* **Stated problem**
Copy each of the items below line for line, leaving every character unchanged.

[start of Provided records]

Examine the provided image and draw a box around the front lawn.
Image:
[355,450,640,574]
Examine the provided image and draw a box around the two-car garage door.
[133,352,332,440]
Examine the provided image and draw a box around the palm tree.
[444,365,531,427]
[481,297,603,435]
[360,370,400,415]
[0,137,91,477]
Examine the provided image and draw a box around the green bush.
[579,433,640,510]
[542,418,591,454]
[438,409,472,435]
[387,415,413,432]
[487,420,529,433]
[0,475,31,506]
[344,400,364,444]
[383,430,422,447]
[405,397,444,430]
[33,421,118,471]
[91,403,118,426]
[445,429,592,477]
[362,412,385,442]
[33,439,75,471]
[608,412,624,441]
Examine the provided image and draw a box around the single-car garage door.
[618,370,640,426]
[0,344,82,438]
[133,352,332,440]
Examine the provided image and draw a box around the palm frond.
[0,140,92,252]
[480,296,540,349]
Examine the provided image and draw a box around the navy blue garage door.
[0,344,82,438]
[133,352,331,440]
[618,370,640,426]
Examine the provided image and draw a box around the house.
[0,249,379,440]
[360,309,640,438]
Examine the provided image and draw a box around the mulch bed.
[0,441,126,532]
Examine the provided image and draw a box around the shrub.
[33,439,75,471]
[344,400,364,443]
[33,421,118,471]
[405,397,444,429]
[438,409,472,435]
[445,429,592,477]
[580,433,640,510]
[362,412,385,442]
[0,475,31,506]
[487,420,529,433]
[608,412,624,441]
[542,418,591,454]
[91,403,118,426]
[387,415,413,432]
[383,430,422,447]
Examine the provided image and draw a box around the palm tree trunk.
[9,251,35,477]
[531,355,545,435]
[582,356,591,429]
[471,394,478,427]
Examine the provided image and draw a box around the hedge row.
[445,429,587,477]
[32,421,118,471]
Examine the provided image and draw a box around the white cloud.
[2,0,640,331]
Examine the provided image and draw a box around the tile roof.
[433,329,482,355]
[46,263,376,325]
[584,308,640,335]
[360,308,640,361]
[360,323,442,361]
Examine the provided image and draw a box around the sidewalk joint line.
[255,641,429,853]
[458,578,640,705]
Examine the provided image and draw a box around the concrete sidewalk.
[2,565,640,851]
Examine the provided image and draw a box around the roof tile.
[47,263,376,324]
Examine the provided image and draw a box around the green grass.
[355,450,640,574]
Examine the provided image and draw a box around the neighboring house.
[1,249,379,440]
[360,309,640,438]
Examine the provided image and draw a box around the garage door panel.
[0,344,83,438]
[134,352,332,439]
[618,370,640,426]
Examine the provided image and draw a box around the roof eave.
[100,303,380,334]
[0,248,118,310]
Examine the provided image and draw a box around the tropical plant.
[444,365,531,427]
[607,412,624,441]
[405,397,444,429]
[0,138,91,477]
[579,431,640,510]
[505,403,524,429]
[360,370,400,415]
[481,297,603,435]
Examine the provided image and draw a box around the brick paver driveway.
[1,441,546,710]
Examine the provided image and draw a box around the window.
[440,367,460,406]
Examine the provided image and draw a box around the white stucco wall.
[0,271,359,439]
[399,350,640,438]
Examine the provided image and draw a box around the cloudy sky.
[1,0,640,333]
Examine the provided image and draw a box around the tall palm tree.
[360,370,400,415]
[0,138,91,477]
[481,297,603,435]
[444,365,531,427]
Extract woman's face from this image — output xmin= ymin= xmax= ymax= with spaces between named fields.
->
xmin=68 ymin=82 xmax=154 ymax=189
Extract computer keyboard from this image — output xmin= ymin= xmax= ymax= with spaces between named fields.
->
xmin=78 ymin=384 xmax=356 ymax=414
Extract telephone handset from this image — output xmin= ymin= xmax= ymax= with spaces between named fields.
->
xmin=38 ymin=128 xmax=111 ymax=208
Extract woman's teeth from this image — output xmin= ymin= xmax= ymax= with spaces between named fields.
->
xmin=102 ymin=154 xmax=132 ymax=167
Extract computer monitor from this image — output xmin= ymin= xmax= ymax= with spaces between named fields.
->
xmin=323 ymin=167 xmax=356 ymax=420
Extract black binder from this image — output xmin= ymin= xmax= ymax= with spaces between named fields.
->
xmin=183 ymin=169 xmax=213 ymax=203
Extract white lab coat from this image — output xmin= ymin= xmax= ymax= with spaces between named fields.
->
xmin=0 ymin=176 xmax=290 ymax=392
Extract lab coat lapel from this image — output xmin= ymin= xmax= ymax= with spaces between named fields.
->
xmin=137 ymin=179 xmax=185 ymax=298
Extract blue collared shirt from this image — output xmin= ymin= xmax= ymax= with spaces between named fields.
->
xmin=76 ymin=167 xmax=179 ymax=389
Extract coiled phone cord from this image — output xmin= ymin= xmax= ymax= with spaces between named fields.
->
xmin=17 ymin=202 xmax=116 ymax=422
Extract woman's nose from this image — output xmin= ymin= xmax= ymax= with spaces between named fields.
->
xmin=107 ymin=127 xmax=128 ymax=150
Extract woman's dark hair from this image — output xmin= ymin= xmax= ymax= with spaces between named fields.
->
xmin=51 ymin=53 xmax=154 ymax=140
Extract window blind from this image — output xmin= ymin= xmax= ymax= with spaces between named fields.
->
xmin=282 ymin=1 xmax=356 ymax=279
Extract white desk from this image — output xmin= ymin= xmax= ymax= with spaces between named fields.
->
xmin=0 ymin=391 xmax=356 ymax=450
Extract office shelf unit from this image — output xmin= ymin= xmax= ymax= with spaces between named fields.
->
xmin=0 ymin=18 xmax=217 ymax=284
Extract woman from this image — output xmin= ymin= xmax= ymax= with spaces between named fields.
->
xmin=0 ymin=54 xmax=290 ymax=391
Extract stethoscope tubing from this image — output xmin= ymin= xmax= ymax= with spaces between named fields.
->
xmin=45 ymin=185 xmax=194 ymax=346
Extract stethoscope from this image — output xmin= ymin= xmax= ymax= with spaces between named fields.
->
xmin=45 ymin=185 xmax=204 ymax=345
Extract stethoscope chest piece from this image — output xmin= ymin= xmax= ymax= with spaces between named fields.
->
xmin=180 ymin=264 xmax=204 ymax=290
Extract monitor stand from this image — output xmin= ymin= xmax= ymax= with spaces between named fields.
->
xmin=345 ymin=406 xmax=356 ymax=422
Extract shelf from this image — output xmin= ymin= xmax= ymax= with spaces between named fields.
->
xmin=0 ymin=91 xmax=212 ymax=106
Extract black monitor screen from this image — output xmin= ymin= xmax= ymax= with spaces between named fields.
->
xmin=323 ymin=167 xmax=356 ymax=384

[end of Provided records]

* **Correct result**
Examine the provided image and draw a box around the front lawn.
Image:
[355,450,640,574]
Examine the provided image and draw a box around the two-car garage door.
[133,352,332,440]
Examine the provided image and draw a box around the palm tree.
[444,365,531,427]
[481,297,603,435]
[360,370,400,415]
[0,137,91,477]
Examine the provided image and draw a box around the green bush.
[579,433,640,510]
[542,418,591,454]
[438,409,472,435]
[387,415,413,432]
[487,420,529,433]
[0,475,31,506]
[344,400,364,444]
[383,430,422,447]
[405,397,444,430]
[33,421,118,471]
[91,403,118,426]
[445,429,592,477]
[362,412,385,442]
[33,439,75,471]
[608,412,624,441]
Examine the provided image and draw a box around the single-car garage door.
[618,370,640,426]
[0,344,82,438]
[133,352,332,440]
Examine the provided image and draw a box around the palm frond.
[0,140,92,252]
[480,296,540,349]
Examine the provided image and draw a box around the navy blue garage door.
[0,344,82,438]
[133,352,331,440]
[618,370,640,426]
Examine the provided image and draw a box around the house.
[0,249,379,440]
[360,309,640,438]
Examine the provided image and draw a box around the mulch bed.
[0,441,126,532]
Examine the provided image and draw a box around the shrub.
[33,439,75,471]
[344,400,364,443]
[33,421,118,471]
[405,397,444,429]
[438,409,472,435]
[445,429,592,477]
[580,433,640,510]
[362,412,385,442]
[0,475,31,506]
[487,420,529,433]
[608,412,624,441]
[542,418,591,454]
[91,403,118,426]
[387,415,413,432]
[383,430,422,447]
Examine the provided image and draw a box around the palm tree trunk.
[9,251,35,477]
[531,355,545,435]
[582,356,591,429]
[471,394,478,427]
Examine the provided image and draw a box around the hedge row.
[445,429,587,477]
[32,421,118,471]
Examine the provided image and draw a box around the white cloud.
[2,0,640,331]
Examine the provided image and draw a box around the tile roof.
[433,329,482,355]
[46,263,376,325]
[584,308,640,335]
[360,308,640,361]
[360,323,442,361]
Examine the provided image and draw a box around the sidewalk joint line.
[255,641,429,853]
[458,578,640,705]
Examine the provided image and draw a box around the concrete sidewalk.
[2,565,640,851]
Examine the provided image and draw a box around the roof tile.
[47,263,376,324]
Examine the provided image and draw a box around the green grass.
[355,450,640,574]
Examine the provided image and draw a box around the neighboring house.
[1,249,379,440]
[360,309,640,438]
Examine the provided image and draw a box around the garage door panel.
[0,344,83,438]
[134,352,332,439]
[618,370,640,426]
Examine the provided image and draw a box around the roof eave.
[100,303,380,334]
[0,248,118,310]
Examine the provided image and draw a box around the tropical plant.
[444,365,531,427]
[607,412,624,441]
[405,397,444,429]
[0,138,91,477]
[579,431,640,510]
[505,403,524,429]
[360,370,400,415]
[481,297,603,435]
Examine the provided image and draw a box around the brick paver driveway.
[1,441,546,710]
Examine the provided image and draw a box around the window.
[440,367,460,406]
Examine the provided image and draw a box around the white stucco wall.
[0,271,359,439]
[399,350,640,438]
Examine the provided image and draw a box around the cloudy sky.
[1,0,640,333]
Examine the provided image and draw a box around the tall palm tree.
[360,370,400,415]
[0,138,91,477]
[481,297,603,435]
[444,365,531,427]
Extract woman's face from this image — output xmin= ymin= xmax= ymax= with spaces between named fields.
->
xmin=68 ymin=82 xmax=154 ymax=189
Extract computer keyboard from this image — output xmin= ymin= xmax= ymax= with spaces between named fields.
->
xmin=78 ymin=384 xmax=356 ymax=414
Extract telephone handset from this image — output xmin= ymin= xmax= ymax= with spaces between named fields.
->
xmin=38 ymin=128 xmax=111 ymax=208
Extract woman's teeth from this image — output xmin= ymin= xmax= ymax= with spaces between named fields.
->
xmin=102 ymin=154 xmax=132 ymax=167
Extract computer monitor from this image — output xmin= ymin= xmax= ymax= with spaces between named fields.
->
xmin=323 ymin=167 xmax=356 ymax=420
Extract black binder from this image — output xmin= ymin= xmax= ymax= with spaces between named fields.
->
xmin=183 ymin=169 xmax=213 ymax=203
Extract white lab coat from this image — output xmin= ymin= xmax= ymax= with spaces between named fields.
->
xmin=0 ymin=176 xmax=290 ymax=392
Extract lab coat lapel from this image — output xmin= ymin= xmax= ymax= with spaces between named fields.
->
xmin=137 ymin=179 xmax=185 ymax=298
Extract blue collared shirt from this image — output xmin= ymin= xmax= ymax= with spaces between named fields.
->
xmin=76 ymin=167 xmax=179 ymax=389
Extract coiled phone cord from this image — output xmin= ymin= xmax= ymax= with spaces between named fields.
->
xmin=17 ymin=202 xmax=116 ymax=422
Extract woman's nose from this image — output xmin= ymin= xmax= ymax= with spaces between named fields.
->
xmin=107 ymin=127 xmax=128 ymax=150
Extract woman's dark hair from this image — output xmin= ymin= xmax= ymax= with spaces between named fields.
->
xmin=51 ymin=53 xmax=154 ymax=140
Extract window blind from this image — output xmin= ymin= xmax= ymax= with spaces between named fields.
->
xmin=282 ymin=1 xmax=356 ymax=279
Extract white desk from this image — output xmin= ymin= xmax= ymax= with spaces between named fields.
->
xmin=0 ymin=391 xmax=356 ymax=450
Extract office shelf unit from this image — output xmin= ymin= xmax= ymax= with spaces between named fields.
->
xmin=0 ymin=18 xmax=217 ymax=284
Extract woman from this image — output xmin= ymin= xmax= ymax= with spaces between named fields.
->
xmin=0 ymin=54 xmax=290 ymax=391
Extract stethoscope tubing from this image — output xmin= ymin= xmax= ymax= with spaces between named fields.
->
xmin=45 ymin=185 xmax=194 ymax=346
Extract stethoscope from this image — output xmin= ymin= xmax= ymax= with spaces between named fields.
->
xmin=45 ymin=185 xmax=204 ymax=345
Extract stethoscope chest piece from this image — output xmin= ymin= xmax= ymax= with spaces between named fields.
->
xmin=180 ymin=264 xmax=204 ymax=290
Extract monitor stand from this image — output xmin= ymin= xmax= ymax= with spaces between named fields.
->
xmin=345 ymin=406 xmax=356 ymax=422
Extract shelf from this image — output xmin= ymin= xmax= ymax= with spaces between named fields.
->
xmin=0 ymin=91 xmax=212 ymax=106
Extract black monitor screen from this image — output xmin= ymin= xmax= ymax= with spaces between named fields.
->
xmin=323 ymin=167 xmax=356 ymax=384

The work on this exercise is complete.